Exercise passage >>
As Prepared For Delivery

I’d like to thank Chairwoman Eshoo and Ranking Member Burgess for convening this hearing today to examine several measures to make meaningful improvements to mental health services in this country. The Committee on Energy and Commerce has led the way in addressing mental health and substance use disorders for years, and I’m pleased that we are continuing to work to address these issues that are so critical for many Americans.

Too many of us have lost loved ones to suicide – like my friend former Oregon Senator Gordon Smith, who tragically lost his son Garrett Lee Smith to suicide one day before his 22nd birthday. I worked with Senator Smith on the original Garrett Lee Smith Memorial Act, which provides information and training for suicide prevention, surveillance, and intervention strategies for all ages, and was proud to see this important program reauthorized and expanded in Cures. Many of the bills before us today will further improve crisis intervention and suicide prevention, including:

• H.R. 3539, the Behavioral Health Intervention Guidelines Act;
• H.R. 4564, the Suicide Prevention Lifeline Improvement Act;
• H.R.4585, the Campaign to Prevent Suicide Act;
• H.R. 4861, Effective Suicide Screening in the Emergency Department Act;
• H.R. 5619, the Suicide Prevention Act;
• H.R. 5855, Bipartisan Solution to Cyclical Violence Act;
• H.R. 7147, the CRISIS Act;
• H.R. 7293, the STANDUP Act; and
• H.R. 7316, the Emergency Mental Health and Substance Use Technical Assistance Act.

I am looking forward to working with our colleagues in the majority to move these bills through the legislative process. Consideration of these bills could not come at a more pressing time. The COVID-19 pandemic and resulting economic downturn have impacted the mental health and wellbeing of all Americans.

A recently released report by the Well Being Trust and the American Academy of Family Physicians predicted that an additional 150,000 Americans could die because of suicide, or drug/alcohol misuse as a result of the pandemic. These “deaths from despair” will likely increase. As continued lockdowns further isolation and deepen the economic downturn; states will need resources to help prevent them.

However, I am concerned that one of the bills would make states ineligible for mental health and substance use disorder grants if they cannot meet the bill’s mandates. Under this bill, certain states would be stripped of all SAMHSA funding, including Substance Abuse Prevention and Treatment and Community Mental Health Services Block Grants. My friends in the majority may not have considered that these mandates are logistically impossible to meet as many states do not have year-round legislatures. Furthermore, cutting states’ critical funding at a time when they are needed most is wrong.

Tasks for this exercise >>
[1] Copy the hearing statement on mental health bills word for word, from "I am looking" to "help prevent them.".
[2] According to the hearing statement on mental health bills, how many additional Americans did the Well Being Trust and American Academy of Family Physicians report predict could die?
[3] Pick up the hearing statement on mental health bills after its final sentence and keep writing it.

Data records >>
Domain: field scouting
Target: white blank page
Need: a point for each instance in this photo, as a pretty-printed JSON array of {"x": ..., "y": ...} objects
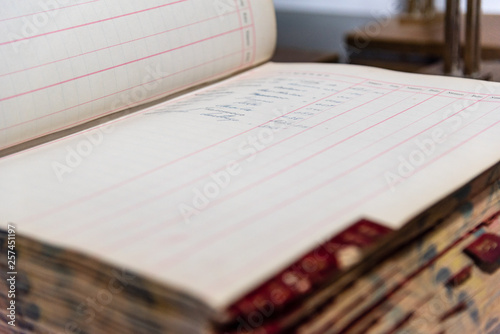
[
  {"x": 215, "y": 191},
  {"x": 65, "y": 63}
]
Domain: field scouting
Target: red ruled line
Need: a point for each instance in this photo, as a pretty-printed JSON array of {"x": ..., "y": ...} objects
[
  {"x": 91, "y": 23},
  {"x": 120, "y": 65},
  {"x": 160, "y": 167},
  {"x": 285, "y": 203},
  {"x": 48, "y": 10},
  {"x": 115, "y": 45},
  {"x": 407, "y": 85},
  {"x": 290, "y": 242},
  {"x": 254, "y": 54},
  {"x": 111, "y": 94},
  {"x": 193, "y": 181},
  {"x": 165, "y": 93}
]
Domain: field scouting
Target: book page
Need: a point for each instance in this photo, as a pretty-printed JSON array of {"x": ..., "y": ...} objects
[
  {"x": 215, "y": 191},
  {"x": 67, "y": 62}
]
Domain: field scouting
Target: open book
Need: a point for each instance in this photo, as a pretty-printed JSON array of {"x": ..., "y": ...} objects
[{"x": 148, "y": 147}]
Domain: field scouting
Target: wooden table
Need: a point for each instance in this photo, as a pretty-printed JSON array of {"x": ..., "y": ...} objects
[{"x": 425, "y": 38}]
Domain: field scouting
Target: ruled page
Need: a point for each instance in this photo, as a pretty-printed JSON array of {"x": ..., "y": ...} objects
[
  {"x": 67, "y": 62},
  {"x": 215, "y": 191}
]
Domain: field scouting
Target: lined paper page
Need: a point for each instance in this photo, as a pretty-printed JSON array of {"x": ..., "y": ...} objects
[
  {"x": 215, "y": 191},
  {"x": 67, "y": 62}
]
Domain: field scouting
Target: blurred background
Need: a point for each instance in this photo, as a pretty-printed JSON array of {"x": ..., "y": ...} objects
[{"x": 386, "y": 33}]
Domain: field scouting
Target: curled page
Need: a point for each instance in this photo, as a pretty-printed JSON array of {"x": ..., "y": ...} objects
[{"x": 67, "y": 62}]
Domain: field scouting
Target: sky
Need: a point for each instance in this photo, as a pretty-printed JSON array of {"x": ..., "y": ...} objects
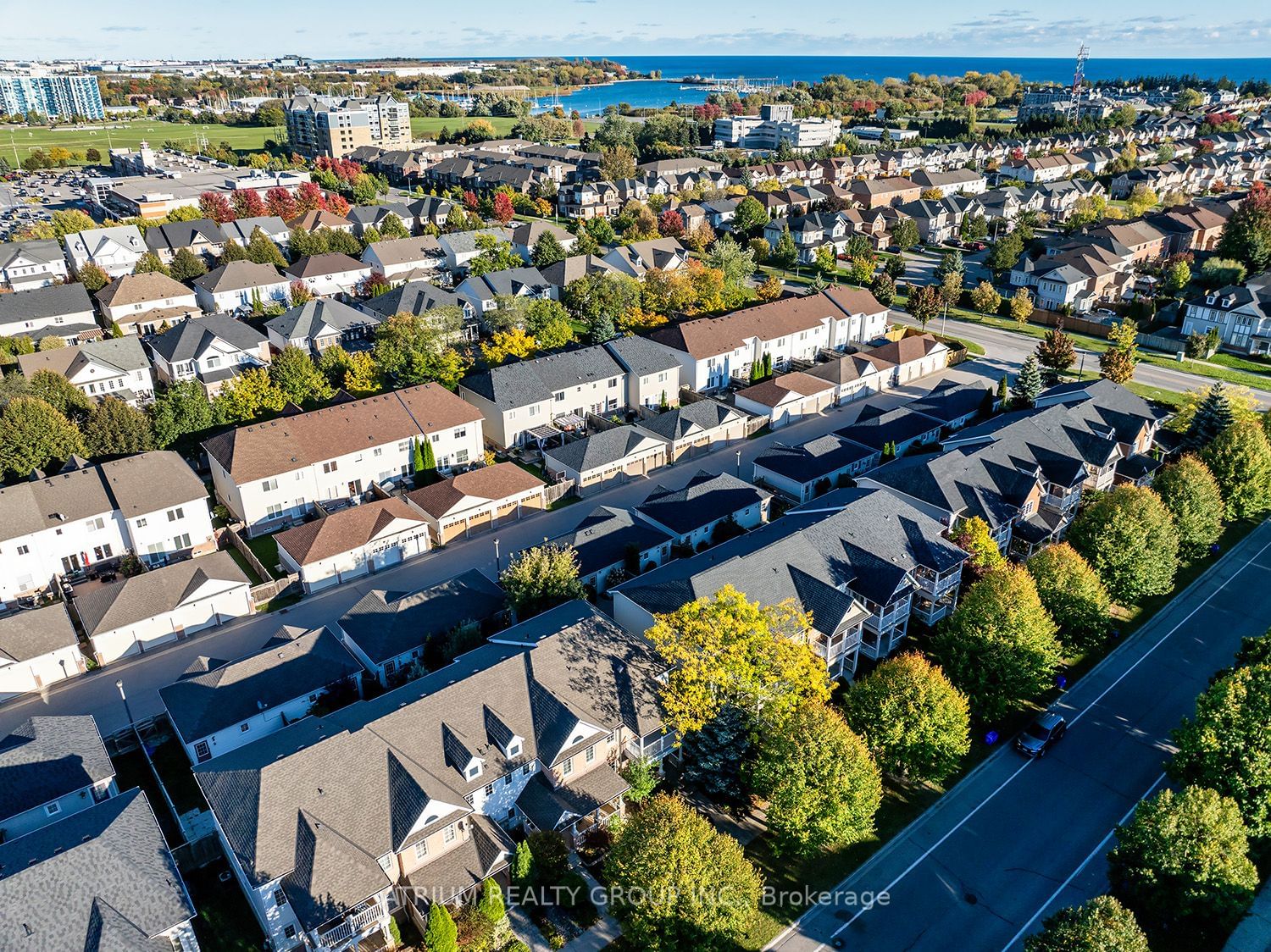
[{"x": 435, "y": 28}]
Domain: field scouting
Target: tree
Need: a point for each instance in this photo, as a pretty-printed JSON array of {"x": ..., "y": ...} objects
[
  {"x": 769, "y": 289},
  {"x": 1027, "y": 386},
  {"x": 1240, "y": 457},
  {"x": 114, "y": 429},
  {"x": 186, "y": 266},
  {"x": 547, "y": 251},
  {"x": 1055, "y": 352},
  {"x": 1227, "y": 746},
  {"x": 914, "y": 721},
  {"x": 541, "y": 578},
  {"x": 149, "y": 263},
  {"x": 678, "y": 883},
  {"x": 1191, "y": 495},
  {"x": 1130, "y": 540},
  {"x": 924, "y": 302},
  {"x": 642, "y": 777},
  {"x": 999, "y": 646},
  {"x": 1212, "y": 417},
  {"x": 93, "y": 277},
  {"x": 726, "y": 650},
  {"x": 904, "y": 234},
  {"x": 1181, "y": 866},
  {"x": 32, "y": 434},
  {"x": 440, "y": 934},
  {"x": 247, "y": 396},
  {"x": 1073, "y": 595},
  {"x": 294, "y": 373},
  {"x": 975, "y": 538},
  {"x": 183, "y": 408},
  {"x": 985, "y": 297},
  {"x": 1118, "y": 363},
  {"x": 1098, "y": 926},
  {"x": 1021, "y": 305},
  {"x": 1247, "y": 234},
  {"x": 821, "y": 784}
]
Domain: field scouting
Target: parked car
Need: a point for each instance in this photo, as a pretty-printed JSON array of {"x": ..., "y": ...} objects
[{"x": 1041, "y": 735}]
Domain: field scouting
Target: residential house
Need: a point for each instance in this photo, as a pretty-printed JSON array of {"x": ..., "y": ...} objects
[
  {"x": 322, "y": 323},
  {"x": 38, "y": 647},
  {"x": 140, "y": 304},
  {"x": 325, "y": 274},
  {"x": 652, "y": 371},
  {"x": 813, "y": 468},
  {"x": 396, "y": 634},
  {"x": 694, "y": 427},
  {"x": 211, "y": 350},
  {"x": 28, "y": 264},
  {"x": 269, "y": 474},
  {"x": 58, "y": 310},
  {"x": 150, "y": 504},
  {"x": 116, "y": 883},
  {"x": 163, "y": 606},
  {"x": 239, "y": 286},
  {"x": 613, "y": 545},
  {"x": 114, "y": 249},
  {"x": 520, "y": 398},
  {"x": 480, "y": 500},
  {"x": 51, "y": 768},
  {"x": 711, "y": 506},
  {"x": 352, "y": 542},
  {"x": 605, "y": 457},
  {"x": 528, "y": 731},
  {"x": 106, "y": 368},
  {"x": 219, "y": 706}
]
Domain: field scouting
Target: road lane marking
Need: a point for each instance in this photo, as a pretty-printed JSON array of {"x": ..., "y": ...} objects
[
  {"x": 1073, "y": 875},
  {"x": 1024, "y": 767}
]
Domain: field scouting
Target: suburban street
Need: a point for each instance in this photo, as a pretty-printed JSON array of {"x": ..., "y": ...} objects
[
  {"x": 1019, "y": 839},
  {"x": 144, "y": 675}
]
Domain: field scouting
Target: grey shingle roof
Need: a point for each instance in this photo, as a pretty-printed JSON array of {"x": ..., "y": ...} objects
[
  {"x": 602, "y": 449},
  {"x": 386, "y": 624},
  {"x": 193, "y": 335},
  {"x": 101, "y": 880},
  {"x": 42, "y": 302},
  {"x": 153, "y": 593},
  {"x": 46, "y": 758},
  {"x": 520, "y": 384},
  {"x": 284, "y": 670},
  {"x": 28, "y": 634},
  {"x": 704, "y": 500}
]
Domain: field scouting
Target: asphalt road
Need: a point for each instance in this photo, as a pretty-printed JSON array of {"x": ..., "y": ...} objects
[
  {"x": 144, "y": 675},
  {"x": 1019, "y": 839}
]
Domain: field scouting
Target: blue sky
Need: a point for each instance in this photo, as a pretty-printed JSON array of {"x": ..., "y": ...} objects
[{"x": 336, "y": 28}]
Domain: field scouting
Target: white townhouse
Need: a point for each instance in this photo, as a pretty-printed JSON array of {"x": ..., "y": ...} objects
[
  {"x": 272, "y": 473},
  {"x": 152, "y": 505},
  {"x": 241, "y": 285},
  {"x": 136, "y": 614},
  {"x": 25, "y": 264},
  {"x": 114, "y": 249},
  {"x": 713, "y": 351},
  {"x": 107, "y": 368}
]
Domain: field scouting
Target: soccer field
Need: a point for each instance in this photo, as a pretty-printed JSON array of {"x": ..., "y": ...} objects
[{"x": 20, "y": 140}]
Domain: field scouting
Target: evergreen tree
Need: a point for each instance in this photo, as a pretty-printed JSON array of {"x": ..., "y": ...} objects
[
  {"x": 1027, "y": 386},
  {"x": 1213, "y": 416}
]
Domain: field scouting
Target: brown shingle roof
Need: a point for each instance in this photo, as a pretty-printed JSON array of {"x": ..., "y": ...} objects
[
  {"x": 345, "y": 530},
  {"x": 284, "y": 445},
  {"x": 495, "y": 482}
]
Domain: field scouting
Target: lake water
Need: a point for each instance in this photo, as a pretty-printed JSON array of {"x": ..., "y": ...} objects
[{"x": 591, "y": 101}]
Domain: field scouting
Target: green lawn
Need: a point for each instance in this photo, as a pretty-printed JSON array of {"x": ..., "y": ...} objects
[{"x": 19, "y": 140}]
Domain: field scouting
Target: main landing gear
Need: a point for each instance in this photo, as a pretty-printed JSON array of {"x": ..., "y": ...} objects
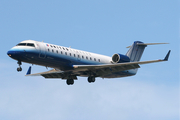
[
  {"x": 91, "y": 79},
  {"x": 19, "y": 68}
]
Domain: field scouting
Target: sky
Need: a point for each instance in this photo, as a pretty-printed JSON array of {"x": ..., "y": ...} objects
[{"x": 100, "y": 26}]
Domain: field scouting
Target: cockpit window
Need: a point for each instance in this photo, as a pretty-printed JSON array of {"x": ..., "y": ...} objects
[
  {"x": 30, "y": 44},
  {"x": 26, "y": 44}
]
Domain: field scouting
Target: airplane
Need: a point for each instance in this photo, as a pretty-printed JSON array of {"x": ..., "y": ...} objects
[{"x": 68, "y": 63}]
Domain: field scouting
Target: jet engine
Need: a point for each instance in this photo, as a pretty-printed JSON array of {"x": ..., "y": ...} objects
[{"x": 119, "y": 58}]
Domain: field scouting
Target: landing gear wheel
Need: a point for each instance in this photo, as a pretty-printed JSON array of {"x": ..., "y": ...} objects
[
  {"x": 19, "y": 69},
  {"x": 70, "y": 81},
  {"x": 91, "y": 79}
]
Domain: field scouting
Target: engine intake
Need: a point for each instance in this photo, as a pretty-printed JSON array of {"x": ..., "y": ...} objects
[{"x": 119, "y": 58}]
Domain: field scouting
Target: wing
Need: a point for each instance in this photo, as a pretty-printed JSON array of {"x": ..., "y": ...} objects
[{"x": 96, "y": 70}]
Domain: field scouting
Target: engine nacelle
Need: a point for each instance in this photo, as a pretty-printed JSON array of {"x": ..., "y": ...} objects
[{"x": 119, "y": 58}]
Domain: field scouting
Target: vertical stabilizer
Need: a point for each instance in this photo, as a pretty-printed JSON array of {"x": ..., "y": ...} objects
[{"x": 135, "y": 51}]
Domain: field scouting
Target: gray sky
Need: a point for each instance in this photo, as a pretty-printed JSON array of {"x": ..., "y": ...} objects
[{"x": 104, "y": 27}]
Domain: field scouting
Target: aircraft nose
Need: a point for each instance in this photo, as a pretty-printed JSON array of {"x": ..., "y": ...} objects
[{"x": 16, "y": 54}]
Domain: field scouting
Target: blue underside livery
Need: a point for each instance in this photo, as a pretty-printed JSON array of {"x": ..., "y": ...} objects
[{"x": 69, "y": 63}]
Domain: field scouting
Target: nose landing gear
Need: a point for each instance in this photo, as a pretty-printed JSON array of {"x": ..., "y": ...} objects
[{"x": 19, "y": 68}]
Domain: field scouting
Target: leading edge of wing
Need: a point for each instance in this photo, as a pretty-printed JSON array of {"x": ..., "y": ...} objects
[
  {"x": 44, "y": 73},
  {"x": 122, "y": 64}
]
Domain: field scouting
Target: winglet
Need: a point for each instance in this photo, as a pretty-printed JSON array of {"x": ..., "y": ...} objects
[
  {"x": 29, "y": 71},
  {"x": 167, "y": 56}
]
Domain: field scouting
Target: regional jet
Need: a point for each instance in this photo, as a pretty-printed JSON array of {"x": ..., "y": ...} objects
[{"x": 68, "y": 63}]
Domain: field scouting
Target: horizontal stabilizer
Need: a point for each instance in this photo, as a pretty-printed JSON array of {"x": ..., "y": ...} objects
[{"x": 148, "y": 44}]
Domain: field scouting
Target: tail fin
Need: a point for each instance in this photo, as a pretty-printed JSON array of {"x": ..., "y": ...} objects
[{"x": 136, "y": 50}]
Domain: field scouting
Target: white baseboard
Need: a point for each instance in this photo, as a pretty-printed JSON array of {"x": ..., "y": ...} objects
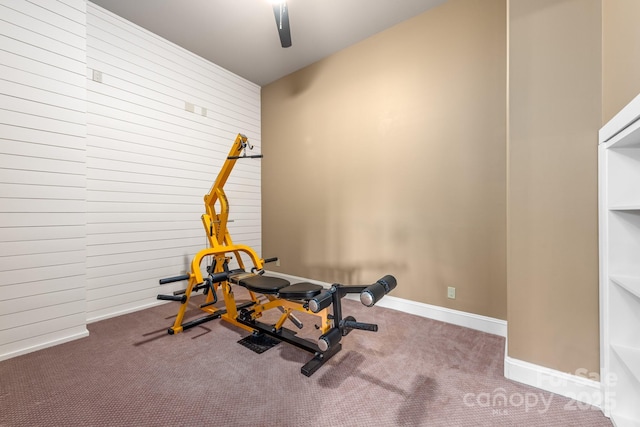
[
  {"x": 41, "y": 346},
  {"x": 583, "y": 392},
  {"x": 454, "y": 317}
]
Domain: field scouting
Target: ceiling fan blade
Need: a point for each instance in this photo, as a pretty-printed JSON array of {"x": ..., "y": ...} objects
[{"x": 281, "y": 11}]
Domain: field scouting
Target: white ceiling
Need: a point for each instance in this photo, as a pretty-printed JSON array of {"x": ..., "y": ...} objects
[{"x": 241, "y": 35}]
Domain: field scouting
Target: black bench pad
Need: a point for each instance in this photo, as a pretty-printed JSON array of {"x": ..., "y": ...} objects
[
  {"x": 263, "y": 284},
  {"x": 302, "y": 290}
]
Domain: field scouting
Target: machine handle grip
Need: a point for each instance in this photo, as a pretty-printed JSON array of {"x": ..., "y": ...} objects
[
  {"x": 320, "y": 302},
  {"x": 219, "y": 277},
  {"x": 174, "y": 279},
  {"x": 374, "y": 293},
  {"x": 182, "y": 299},
  {"x": 253, "y": 156},
  {"x": 360, "y": 325}
]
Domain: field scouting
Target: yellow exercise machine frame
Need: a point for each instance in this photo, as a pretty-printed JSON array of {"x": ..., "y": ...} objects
[{"x": 221, "y": 247}]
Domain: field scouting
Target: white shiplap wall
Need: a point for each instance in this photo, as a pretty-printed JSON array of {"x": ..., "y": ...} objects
[
  {"x": 42, "y": 173},
  {"x": 150, "y": 161}
]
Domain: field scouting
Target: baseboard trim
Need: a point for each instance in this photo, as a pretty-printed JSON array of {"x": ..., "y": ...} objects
[
  {"x": 82, "y": 334},
  {"x": 583, "y": 392},
  {"x": 443, "y": 314}
]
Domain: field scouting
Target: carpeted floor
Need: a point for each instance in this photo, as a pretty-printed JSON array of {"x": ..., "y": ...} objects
[{"x": 412, "y": 372}]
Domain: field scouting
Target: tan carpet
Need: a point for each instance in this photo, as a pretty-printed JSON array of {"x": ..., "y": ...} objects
[{"x": 412, "y": 372}]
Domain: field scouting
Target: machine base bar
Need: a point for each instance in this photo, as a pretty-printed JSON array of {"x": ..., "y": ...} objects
[{"x": 289, "y": 336}]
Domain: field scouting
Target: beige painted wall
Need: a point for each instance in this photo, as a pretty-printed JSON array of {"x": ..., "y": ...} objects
[
  {"x": 555, "y": 114},
  {"x": 620, "y": 55},
  {"x": 389, "y": 157}
]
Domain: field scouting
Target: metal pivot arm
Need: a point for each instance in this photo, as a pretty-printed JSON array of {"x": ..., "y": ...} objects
[{"x": 215, "y": 223}]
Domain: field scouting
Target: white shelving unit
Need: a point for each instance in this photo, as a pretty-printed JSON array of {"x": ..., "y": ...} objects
[{"x": 619, "y": 209}]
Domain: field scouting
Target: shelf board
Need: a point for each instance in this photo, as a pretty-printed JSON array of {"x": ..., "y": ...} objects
[
  {"x": 630, "y": 356},
  {"x": 629, "y": 283},
  {"x": 628, "y": 208}
]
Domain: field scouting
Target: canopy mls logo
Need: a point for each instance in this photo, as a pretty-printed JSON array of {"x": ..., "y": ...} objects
[{"x": 500, "y": 401}]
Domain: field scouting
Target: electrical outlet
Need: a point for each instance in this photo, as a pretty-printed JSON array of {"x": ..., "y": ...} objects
[{"x": 451, "y": 292}]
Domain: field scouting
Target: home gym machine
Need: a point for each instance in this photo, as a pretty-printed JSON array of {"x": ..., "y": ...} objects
[{"x": 265, "y": 292}]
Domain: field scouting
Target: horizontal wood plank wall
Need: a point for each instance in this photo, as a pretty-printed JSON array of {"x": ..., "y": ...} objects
[
  {"x": 161, "y": 121},
  {"x": 42, "y": 173}
]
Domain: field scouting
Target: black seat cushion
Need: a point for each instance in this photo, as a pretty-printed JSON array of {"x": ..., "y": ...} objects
[
  {"x": 263, "y": 284},
  {"x": 302, "y": 290}
]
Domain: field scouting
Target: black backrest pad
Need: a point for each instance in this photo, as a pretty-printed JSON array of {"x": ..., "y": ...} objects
[
  {"x": 302, "y": 290},
  {"x": 263, "y": 284}
]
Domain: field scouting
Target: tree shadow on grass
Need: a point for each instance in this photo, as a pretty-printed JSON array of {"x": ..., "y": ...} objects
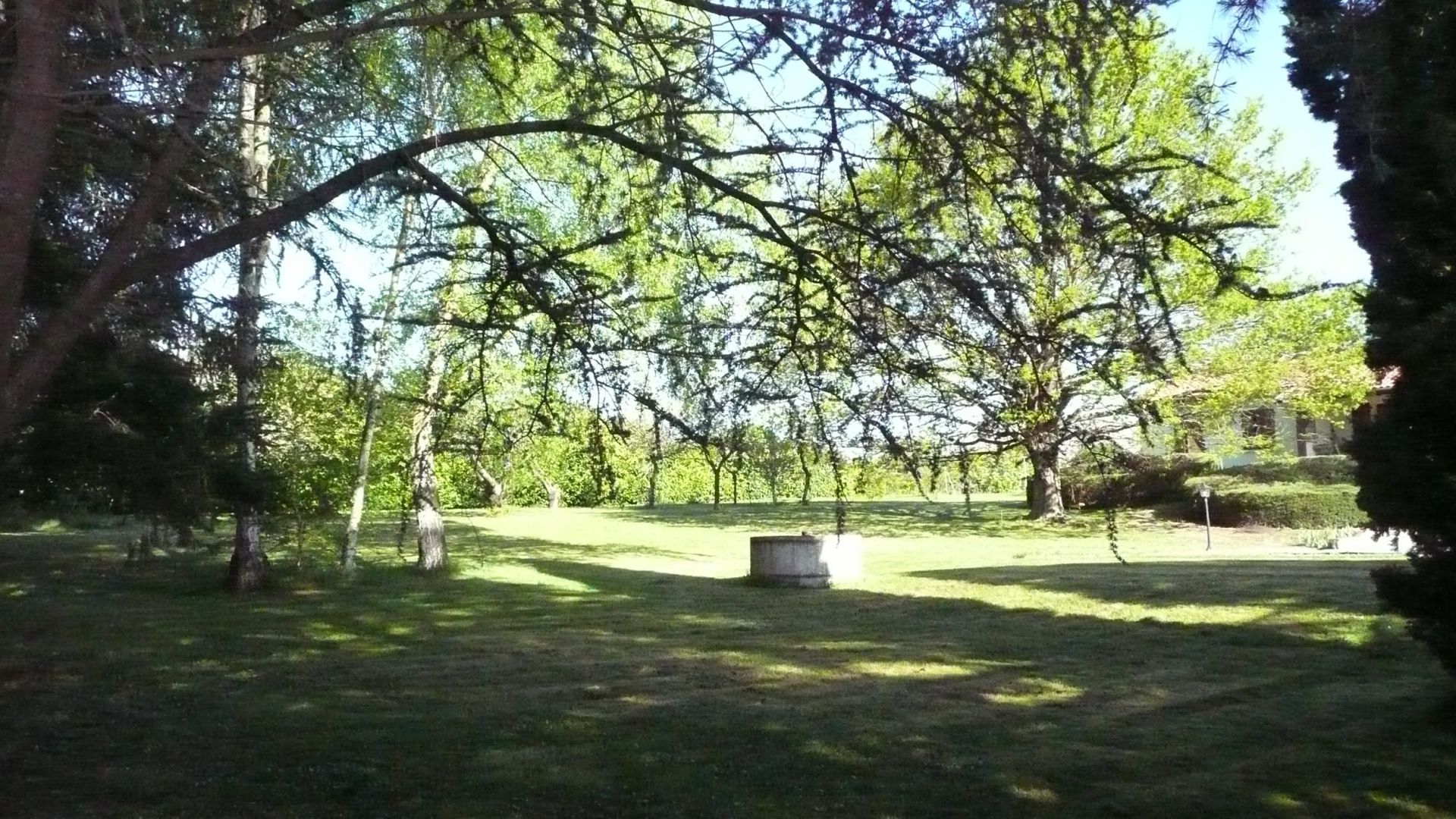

Answers to the exercises >>
[1]
I am looking forward to working with our colleagues in the majority to move these bills through the legislative process. Consideration of these bills could not come at a more pressing time. The COVID-19 pandemic and resulting economic downturn have impacted the mental health and wellbeing of all Americans.

A recently released report by the Well Being Trust and the American Academy of Family Physicians predicted that an additional 150,000 Americans could die because of suicide, or drug/alcohol misuse as a result of the pandemic. These “deaths from despair” will likely increase. As continued lockdowns further isolation and deepen the economic downturn; states will need resources to help prevent them.

[2] An additional 150,000 Americans could die because of suicide or drug/alcohol misuse as a result of the pandemic.

[3]
I wish the Majority had taken the time to work with us on consensus language on some of the bills before us today. Our staff proactively reached out to try to find agreement on modifications that could have led us to support the bills instead of moving these bills in a partisan fashion. Unfortunately, these efforts were not successful and our friends on the other side of the aisle ignored our concerns. I have serious concerns about moving forward with any virtual markup of partisan bills. And if the Majority chooses to do so, I’d like to be on-record here today saying our members will be prepared to offer any and all amendments necessary to get these bills to an acceptable place.

Moving public health bills should not be a partisan exercise. When Dr. Burgess and I chaired this committee, rarely did we notice public health bills that the minority could not support. I urge the majority to go back to the bipartisan tradition of this committee and work together with us on a package of bills that can make it across the finish line. We remain open to compromise; we want to find consensus; and we want to legislate – so I hope the majority can course-correct going forward.

There are many bills that I think could make meaningful improvements to mental health services in this country, and I hope we can work together over the next few weeks to get the needed Agency technical assistance. Should this occur, I look forward to advancing these measures together.

We have a lot of ground to cover today. I thank you for the opportunity to discuss these critical issues and I yield back.